## [Work request]
With the pictures set aside, write out all of the data exactly as it stands.
╭─ Source records
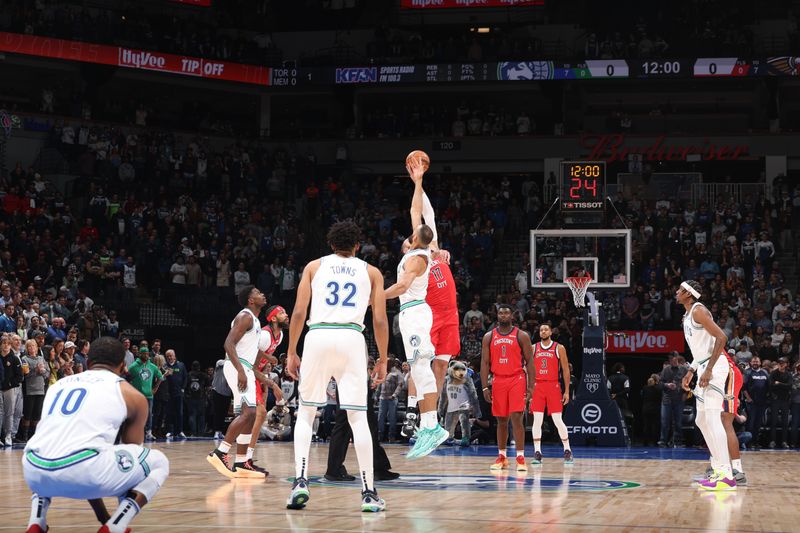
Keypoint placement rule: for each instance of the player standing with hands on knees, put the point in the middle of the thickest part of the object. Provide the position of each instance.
(339, 288)
(73, 455)
(710, 361)
(506, 353)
╰─
## [Answer to the problem]
Keypoint placement rule: for each instance of the player standing with hands on knees, put the point in the middle of the thickest part of the object. Provide the position of each instance.
(339, 288)
(73, 455)
(710, 361)
(506, 353)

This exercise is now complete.